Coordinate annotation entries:
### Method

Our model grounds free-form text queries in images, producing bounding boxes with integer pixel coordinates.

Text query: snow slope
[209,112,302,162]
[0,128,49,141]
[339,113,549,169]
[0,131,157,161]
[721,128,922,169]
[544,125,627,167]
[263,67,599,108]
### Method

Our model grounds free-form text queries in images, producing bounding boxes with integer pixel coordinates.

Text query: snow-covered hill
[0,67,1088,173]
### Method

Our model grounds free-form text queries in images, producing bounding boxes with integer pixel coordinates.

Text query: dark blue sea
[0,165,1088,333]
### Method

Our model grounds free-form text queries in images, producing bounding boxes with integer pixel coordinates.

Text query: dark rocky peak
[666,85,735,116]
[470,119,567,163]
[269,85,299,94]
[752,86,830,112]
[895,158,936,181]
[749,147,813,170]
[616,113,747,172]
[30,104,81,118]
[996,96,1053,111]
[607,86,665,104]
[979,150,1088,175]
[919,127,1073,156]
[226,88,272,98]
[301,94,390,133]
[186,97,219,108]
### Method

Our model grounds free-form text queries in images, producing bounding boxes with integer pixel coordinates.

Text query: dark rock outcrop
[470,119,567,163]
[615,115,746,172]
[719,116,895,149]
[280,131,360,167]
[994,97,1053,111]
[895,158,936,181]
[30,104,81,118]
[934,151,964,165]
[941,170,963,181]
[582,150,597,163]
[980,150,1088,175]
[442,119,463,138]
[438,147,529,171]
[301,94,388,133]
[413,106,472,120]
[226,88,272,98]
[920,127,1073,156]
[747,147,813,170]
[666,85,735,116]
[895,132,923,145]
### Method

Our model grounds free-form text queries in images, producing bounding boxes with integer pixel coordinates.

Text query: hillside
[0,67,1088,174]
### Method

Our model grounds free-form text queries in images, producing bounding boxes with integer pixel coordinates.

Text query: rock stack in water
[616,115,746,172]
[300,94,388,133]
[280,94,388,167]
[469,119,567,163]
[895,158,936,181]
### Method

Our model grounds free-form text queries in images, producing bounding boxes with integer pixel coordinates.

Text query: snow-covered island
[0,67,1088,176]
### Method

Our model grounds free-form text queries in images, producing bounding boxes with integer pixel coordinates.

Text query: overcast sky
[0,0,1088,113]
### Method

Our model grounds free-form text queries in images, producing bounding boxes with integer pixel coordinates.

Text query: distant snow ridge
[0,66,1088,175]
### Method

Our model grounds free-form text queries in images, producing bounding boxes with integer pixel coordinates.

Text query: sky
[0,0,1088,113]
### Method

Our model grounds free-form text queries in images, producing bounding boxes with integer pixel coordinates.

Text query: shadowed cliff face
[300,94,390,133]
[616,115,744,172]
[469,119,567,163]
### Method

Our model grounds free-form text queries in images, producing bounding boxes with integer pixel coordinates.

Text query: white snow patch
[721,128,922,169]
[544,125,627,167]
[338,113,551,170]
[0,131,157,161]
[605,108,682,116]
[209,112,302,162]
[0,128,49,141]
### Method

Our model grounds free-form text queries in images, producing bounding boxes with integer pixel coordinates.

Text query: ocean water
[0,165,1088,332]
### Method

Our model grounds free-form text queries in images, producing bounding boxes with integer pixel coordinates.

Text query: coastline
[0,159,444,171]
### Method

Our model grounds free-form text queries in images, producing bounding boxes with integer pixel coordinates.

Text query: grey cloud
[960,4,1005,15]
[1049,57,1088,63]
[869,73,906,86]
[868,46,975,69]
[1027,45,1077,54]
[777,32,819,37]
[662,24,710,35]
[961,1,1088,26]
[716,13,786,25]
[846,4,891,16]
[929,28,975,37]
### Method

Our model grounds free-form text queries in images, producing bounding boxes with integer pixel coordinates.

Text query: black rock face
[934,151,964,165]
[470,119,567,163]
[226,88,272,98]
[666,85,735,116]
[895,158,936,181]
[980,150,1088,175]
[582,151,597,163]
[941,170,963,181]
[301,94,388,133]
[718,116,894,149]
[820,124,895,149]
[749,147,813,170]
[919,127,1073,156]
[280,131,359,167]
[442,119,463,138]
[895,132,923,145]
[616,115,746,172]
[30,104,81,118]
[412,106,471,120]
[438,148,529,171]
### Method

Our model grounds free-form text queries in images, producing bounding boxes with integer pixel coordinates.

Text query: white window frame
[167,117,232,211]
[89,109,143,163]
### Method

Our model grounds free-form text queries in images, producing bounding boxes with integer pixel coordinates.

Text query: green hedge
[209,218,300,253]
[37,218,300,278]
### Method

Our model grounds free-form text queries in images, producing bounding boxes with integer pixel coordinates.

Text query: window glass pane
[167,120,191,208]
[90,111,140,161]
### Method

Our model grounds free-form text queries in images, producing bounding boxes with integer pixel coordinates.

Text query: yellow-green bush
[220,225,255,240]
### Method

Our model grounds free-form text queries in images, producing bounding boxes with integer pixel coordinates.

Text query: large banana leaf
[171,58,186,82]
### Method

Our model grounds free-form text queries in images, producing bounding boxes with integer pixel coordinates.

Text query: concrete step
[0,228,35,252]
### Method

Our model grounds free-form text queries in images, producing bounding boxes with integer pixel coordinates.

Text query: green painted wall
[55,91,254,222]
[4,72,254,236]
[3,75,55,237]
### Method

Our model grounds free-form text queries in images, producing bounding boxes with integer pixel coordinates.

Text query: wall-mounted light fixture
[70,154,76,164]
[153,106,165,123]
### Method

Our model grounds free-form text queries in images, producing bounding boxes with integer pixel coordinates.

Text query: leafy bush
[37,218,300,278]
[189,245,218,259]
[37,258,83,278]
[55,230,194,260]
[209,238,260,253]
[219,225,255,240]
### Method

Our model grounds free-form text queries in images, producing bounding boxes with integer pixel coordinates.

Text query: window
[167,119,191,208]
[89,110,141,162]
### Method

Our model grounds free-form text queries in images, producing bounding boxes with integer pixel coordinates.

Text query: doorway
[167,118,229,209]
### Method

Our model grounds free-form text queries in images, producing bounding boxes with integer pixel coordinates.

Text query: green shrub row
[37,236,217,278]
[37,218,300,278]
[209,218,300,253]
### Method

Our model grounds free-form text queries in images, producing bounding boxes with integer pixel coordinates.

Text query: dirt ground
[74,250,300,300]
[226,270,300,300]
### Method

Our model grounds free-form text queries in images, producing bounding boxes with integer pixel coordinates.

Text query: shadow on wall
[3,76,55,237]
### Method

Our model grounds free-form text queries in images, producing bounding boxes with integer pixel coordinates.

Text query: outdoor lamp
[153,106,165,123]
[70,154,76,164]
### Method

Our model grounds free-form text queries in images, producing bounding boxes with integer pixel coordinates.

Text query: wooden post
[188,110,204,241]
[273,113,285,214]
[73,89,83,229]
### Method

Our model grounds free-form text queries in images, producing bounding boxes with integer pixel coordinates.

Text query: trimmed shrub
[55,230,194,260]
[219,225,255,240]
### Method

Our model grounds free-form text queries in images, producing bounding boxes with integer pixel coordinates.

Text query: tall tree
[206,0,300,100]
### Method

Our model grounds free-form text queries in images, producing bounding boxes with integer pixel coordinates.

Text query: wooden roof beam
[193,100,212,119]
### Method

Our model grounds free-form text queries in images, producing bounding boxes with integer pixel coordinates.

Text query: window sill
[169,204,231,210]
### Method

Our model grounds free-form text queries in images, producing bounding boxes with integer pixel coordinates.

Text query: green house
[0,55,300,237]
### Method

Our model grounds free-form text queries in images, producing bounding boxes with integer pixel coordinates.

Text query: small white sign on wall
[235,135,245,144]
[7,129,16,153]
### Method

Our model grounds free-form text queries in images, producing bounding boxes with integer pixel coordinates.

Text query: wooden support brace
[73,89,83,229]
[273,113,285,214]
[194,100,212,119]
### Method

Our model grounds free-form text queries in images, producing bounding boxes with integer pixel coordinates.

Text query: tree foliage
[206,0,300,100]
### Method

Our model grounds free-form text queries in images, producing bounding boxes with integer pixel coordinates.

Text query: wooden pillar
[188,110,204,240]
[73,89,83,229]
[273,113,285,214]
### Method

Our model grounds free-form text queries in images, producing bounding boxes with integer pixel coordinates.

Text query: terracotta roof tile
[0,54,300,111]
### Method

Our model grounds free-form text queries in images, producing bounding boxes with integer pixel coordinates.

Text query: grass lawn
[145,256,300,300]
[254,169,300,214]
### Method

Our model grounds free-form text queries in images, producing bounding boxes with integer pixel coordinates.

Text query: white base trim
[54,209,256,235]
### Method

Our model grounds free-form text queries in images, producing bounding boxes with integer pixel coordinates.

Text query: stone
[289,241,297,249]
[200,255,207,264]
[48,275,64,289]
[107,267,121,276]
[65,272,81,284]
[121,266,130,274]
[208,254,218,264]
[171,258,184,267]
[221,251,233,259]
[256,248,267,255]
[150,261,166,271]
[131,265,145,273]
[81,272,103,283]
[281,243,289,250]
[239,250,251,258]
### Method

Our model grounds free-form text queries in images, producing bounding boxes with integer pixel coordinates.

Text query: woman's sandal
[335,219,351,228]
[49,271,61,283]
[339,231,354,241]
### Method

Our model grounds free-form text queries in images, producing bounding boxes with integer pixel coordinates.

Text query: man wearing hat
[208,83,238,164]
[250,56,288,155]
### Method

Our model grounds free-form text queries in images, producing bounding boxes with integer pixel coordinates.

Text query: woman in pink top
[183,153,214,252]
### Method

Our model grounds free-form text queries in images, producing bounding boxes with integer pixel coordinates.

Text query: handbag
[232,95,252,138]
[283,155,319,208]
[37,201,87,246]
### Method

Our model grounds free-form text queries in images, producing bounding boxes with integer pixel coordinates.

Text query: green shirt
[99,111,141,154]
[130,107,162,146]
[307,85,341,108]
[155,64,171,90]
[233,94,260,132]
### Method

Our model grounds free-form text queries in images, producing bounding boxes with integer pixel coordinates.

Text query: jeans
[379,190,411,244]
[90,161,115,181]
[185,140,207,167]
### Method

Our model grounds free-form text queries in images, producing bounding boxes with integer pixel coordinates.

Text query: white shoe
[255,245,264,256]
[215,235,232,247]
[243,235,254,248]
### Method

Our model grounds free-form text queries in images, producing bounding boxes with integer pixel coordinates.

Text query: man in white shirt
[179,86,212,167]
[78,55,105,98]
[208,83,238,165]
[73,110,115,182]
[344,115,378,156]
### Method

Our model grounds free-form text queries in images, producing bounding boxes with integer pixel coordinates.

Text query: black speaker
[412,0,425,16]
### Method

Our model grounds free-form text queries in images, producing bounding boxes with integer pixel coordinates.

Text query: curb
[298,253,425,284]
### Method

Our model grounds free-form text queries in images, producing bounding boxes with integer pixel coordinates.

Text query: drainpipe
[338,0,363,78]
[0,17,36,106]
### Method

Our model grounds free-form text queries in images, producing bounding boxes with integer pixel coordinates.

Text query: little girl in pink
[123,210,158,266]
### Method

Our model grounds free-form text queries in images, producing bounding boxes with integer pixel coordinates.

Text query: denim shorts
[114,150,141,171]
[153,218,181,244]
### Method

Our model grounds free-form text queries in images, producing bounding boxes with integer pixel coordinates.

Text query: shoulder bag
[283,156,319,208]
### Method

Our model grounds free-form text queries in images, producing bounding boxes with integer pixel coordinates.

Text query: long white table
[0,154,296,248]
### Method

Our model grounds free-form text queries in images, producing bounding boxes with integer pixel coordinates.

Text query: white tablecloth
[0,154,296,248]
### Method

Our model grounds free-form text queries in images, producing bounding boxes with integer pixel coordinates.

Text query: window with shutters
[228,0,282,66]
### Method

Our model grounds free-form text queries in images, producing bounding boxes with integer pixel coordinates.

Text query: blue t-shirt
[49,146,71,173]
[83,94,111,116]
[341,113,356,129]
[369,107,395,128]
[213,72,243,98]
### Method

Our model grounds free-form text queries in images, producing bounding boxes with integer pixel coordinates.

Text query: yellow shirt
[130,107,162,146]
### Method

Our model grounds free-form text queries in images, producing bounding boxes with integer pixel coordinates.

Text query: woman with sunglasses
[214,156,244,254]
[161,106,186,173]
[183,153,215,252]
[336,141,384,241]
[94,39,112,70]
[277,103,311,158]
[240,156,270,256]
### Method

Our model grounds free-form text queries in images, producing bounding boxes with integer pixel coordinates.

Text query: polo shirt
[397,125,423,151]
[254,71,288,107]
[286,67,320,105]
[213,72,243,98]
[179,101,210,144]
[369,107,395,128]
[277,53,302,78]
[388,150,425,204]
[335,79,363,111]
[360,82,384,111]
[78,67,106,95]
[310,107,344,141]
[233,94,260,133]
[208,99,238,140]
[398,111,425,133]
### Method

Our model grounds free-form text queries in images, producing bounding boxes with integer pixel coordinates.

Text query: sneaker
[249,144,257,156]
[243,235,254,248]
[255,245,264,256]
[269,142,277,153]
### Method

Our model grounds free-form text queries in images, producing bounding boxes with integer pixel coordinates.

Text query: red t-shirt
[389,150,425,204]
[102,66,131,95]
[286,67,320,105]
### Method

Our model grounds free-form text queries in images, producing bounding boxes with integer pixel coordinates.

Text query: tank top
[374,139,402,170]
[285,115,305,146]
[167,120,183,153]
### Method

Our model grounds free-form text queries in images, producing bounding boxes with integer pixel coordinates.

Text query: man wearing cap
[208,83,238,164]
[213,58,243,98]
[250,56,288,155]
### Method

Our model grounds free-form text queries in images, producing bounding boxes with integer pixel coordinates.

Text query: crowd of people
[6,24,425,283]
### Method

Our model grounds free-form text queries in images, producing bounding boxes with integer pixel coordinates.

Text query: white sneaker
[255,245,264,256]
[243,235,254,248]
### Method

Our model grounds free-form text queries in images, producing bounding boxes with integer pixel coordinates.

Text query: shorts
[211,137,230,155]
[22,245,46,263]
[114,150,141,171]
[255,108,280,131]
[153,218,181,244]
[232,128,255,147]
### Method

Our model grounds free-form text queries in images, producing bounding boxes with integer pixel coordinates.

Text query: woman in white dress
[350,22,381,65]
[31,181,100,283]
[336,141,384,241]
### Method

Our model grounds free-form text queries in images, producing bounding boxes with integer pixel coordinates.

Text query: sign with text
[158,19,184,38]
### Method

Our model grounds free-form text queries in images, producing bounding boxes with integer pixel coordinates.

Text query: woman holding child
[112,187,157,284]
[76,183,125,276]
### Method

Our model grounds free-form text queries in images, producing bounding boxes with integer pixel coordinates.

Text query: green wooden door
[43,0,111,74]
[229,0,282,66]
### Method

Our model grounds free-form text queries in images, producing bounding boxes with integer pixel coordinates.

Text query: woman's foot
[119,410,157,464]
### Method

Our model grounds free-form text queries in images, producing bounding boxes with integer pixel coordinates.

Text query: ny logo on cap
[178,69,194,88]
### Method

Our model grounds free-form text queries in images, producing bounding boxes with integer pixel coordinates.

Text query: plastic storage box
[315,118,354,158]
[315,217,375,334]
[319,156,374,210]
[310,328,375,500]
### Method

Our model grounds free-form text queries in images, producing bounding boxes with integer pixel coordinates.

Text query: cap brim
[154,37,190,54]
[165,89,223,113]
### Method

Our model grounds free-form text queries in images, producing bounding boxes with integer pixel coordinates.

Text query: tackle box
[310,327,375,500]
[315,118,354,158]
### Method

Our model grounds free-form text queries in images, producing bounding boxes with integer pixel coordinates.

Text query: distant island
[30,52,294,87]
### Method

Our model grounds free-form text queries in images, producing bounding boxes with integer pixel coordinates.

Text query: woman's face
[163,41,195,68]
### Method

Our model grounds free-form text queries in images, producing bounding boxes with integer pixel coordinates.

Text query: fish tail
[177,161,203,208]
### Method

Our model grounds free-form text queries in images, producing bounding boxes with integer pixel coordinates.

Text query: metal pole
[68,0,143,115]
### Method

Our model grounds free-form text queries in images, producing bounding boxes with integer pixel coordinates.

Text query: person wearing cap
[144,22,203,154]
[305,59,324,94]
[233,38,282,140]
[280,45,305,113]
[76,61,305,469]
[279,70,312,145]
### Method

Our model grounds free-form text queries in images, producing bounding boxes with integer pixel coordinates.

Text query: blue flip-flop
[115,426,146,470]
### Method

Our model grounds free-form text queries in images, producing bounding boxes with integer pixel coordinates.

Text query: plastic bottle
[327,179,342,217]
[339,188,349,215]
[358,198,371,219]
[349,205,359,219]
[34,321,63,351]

__Work to be completed__: Find every line in the rows above that contains the word "green", and copy each of those lines.

__Result__:
Text query: green hedge
Text query: yellow-green bush
Text query: green painted wall
Text query: green shrub row
Text query: green house
Text query: green shirt
Text query: green wooden door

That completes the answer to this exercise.